Brief: A verbatim copy of every entry is required.

Stored items from a collection
--------------------------------------------------
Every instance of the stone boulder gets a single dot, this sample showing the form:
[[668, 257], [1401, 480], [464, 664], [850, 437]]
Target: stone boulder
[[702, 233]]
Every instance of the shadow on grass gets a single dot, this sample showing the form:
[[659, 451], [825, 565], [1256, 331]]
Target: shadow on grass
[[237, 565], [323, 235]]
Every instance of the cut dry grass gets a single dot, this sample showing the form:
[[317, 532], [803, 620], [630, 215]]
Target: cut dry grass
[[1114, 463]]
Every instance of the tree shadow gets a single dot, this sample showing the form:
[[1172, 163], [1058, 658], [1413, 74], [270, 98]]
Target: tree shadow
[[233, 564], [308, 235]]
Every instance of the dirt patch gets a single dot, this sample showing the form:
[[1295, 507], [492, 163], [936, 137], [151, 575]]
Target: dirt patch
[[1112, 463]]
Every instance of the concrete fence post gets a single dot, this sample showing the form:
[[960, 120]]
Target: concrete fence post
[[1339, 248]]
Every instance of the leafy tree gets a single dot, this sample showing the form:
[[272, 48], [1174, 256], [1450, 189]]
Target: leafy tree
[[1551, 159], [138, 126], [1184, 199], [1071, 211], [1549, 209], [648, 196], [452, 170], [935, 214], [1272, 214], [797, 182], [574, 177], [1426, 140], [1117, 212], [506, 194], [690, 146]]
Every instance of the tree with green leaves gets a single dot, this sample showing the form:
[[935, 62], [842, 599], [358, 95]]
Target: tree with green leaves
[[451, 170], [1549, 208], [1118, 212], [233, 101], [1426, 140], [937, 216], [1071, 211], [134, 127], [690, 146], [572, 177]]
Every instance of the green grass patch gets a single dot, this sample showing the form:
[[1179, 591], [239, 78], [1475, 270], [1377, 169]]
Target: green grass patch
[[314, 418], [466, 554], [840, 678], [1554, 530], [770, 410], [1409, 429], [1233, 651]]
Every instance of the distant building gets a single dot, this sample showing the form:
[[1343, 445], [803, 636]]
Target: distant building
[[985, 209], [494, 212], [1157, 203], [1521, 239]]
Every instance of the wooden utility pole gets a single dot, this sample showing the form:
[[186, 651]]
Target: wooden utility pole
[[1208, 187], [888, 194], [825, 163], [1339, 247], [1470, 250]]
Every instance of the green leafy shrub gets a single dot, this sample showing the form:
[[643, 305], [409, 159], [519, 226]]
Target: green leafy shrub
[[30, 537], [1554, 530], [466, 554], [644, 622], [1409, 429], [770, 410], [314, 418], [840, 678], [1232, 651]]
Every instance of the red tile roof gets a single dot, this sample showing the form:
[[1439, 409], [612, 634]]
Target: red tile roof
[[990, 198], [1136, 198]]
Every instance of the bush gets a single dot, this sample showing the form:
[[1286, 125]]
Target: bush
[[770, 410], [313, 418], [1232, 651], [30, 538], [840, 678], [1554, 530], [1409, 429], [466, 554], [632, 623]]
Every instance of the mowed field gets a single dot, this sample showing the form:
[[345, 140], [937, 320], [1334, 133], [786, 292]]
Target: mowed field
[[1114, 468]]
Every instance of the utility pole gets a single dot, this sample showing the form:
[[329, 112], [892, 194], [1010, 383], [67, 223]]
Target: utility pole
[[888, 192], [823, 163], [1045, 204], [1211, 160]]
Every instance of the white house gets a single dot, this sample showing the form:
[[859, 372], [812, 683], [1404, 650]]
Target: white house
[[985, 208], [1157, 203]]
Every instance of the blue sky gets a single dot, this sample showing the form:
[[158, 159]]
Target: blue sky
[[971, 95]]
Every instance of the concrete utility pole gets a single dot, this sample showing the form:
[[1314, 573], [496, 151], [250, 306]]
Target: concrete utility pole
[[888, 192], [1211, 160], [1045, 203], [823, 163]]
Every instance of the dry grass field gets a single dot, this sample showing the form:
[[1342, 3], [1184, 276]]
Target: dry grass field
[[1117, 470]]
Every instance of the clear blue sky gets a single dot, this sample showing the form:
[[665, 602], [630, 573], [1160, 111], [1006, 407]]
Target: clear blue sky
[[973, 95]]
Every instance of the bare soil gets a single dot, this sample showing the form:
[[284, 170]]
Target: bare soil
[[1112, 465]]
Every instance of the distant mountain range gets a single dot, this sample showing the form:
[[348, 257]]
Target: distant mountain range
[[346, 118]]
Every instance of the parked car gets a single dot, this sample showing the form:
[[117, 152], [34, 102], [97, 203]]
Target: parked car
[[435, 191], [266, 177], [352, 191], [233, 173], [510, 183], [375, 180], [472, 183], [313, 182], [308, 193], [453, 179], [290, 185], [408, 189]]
--------------------------------------------------
Response to this exercise:
Every instance of the stone boulder gets a single dot, this sample showing the form:
[[668, 257], [1401, 480], [464, 664], [850, 437]]
Target: stone boulder
[[702, 233]]
Every instance of the shadow on grass gets a single dot, this sample showing the form:
[[659, 451], [825, 565], [1256, 331]]
Target: shadow on grass
[[237, 565], [323, 235]]
Every instance of the cut dry grass gets a single dot, this sample showing the form:
[[317, 532], [803, 620], [630, 215]]
Target: cut dry grass
[[1114, 463]]
Every instance of the tree shadow gets a single dot, this sample showing the form:
[[1172, 163], [1058, 658], [1413, 74], [270, 98]]
Target: tree shadow
[[233, 564], [308, 235]]
Every instance of the dirt patch gets a single dot, this sample showing the form:
[[1295, 507], [492, 163], [936, 137], [151, 575]]
Target: dirt patch
[[1112, 463]]
Every instance of the concrete fence post gets a single dot, this sample showing the form:
[[960, 120]]
Target: concrete fence post
[[1339, 248]]
Every instance of the leafy tree gets a single dot, this sample showing the form:
[[272, 48], [1174, 256], [1450, 189]]
Target: leafy tree
[[1551, 159], [138, 126], [1184, 199], [1071, 211], [1549, 209], [648, 196], [452, 170], [935, 214], [1272, 214], [797, 182], [574, 177], [1426, 140], [1117, 212], [506, 194], [690, 146]]
Every instance of the tree with green leaves gets a single dot, this sample showing the form:
[[935, 62], [842, 599], [358, 95]]
Target: tree with green leaves
[[451, 170], [1549, 208], [1118, 212], [233, 101], [1426, 140], [937, 216], [1071, 211], [134, 127], [690, 146], [572, 177]]
Every instance of the green grass patch gets a single dot, this sample showing the form:
[[1179, 591], [239, 78], [1475, 270], [1377, 169]]
Target: green grass patch
[[314, 418], [466, 554], [840, 678], [1554, 530], [770, 410], [1409, 429], [1233, 651]]
Every instance of the distant building gets a single dot, this sample showing the form:
[[1343, 445], [803, 636]]
Target: distant building
[[985, 209], [494, 212], [1157, 203], [1521, 239]]
Every instance of the wooden utility pole gets a single dot, this sample showing the form:
[[186, 651]]
Target: wooden utility pole
[[1208, 187], [888, 194], [825, 163], [1339, 247], [1470, 250]]
Every instance of the green leafy shrub gets a single dot, this sample showing the form:
[[643, 305], [409, 159], [519, 226]]
Target: green leafy shrub
[[30, 537], [1554, 530], [466, 554], [644, 622], [1409, 429], [770, 410], [314, 418], [840, 678], [1232, 651]]
Every instance of the red tile roof gets a single dot, this sample showing the form:
[[1439, 409], [612, 634]]
Target: red tile roof
[[990, 198], [1136, 198]]
Every instance of the bush gets a single dot, this sample showing the form:
[[1286, 125]]
Target: bush
[[770, 410], [313, 418], [1232, 651], [30, 538], [840, 678], [1554, 530], [1409, 429], [466, 554], [632, 623]]
Every instance of the mowed field gets a single dot, this sample showing the form:
[[345, 140], [937, 320], [1334, 133], [786, 292]]
Target: mowed field
[[1114, 468]]
Every instance of the utility pole gets a single dot, this sample showing the form:
[[329, 112], [892, 194], [1010, 383], [67, 223]]
Target: utility pole
[[888, 192], [823, 163], [1045, 204], [1211, 160]]
Every instance of the white house gets a single dot, this sample showing the form:
[[859, 372], [812, 683], [1404, 650]]
Target: white house
[[985, 208], [1157, 203]]
Every instance of the blue sky gets a single dot, this sample showing the form:
[[158, 159]]
Target: blue sky
[[971, 95]]
Every instance of the concrete utility pole gets a single dot, this sample showing the form:
[[1314, 573], [496, 151], [250, 306]]
Target: concrete utility pole
[[888, 192], [1211, 160], [1045, 203], [823, 163]]
Every instance of the dry grass field gets a single dot, this sample showing the form:
[[1342, 3], [1184, 276]]
Target: dry grass field
[[1117, 470]]
Every instance of the clear blue sky gets a single dot, this sample showing the form:
[[665, 602], [630, 573], [1160, 111], [1006, 407]]
Target: clear blue sky
[[973, 95]]
Every instance of the bare soil gets a single dot, this sample showing the form:
[[284, 170]]
Target: bare soil
[[1112, 465]]
Every instance of the distant mountain range gets a single dot, this sample showing the form:
[[348, 257]]
Target: distant mountain range
[[346, 118]]
Every instance of the parked car gets a single dot, this sample showing the form:
[[117, 152], [34, 102], [97, 203]]
Target: parked car
[[435, 191], [266, 177], [352, 191], [233, 173], [510, 183], [375, 180], [472, 183], [313, 182], [308, 193], [453, 179], [290, 185], [408, 189]]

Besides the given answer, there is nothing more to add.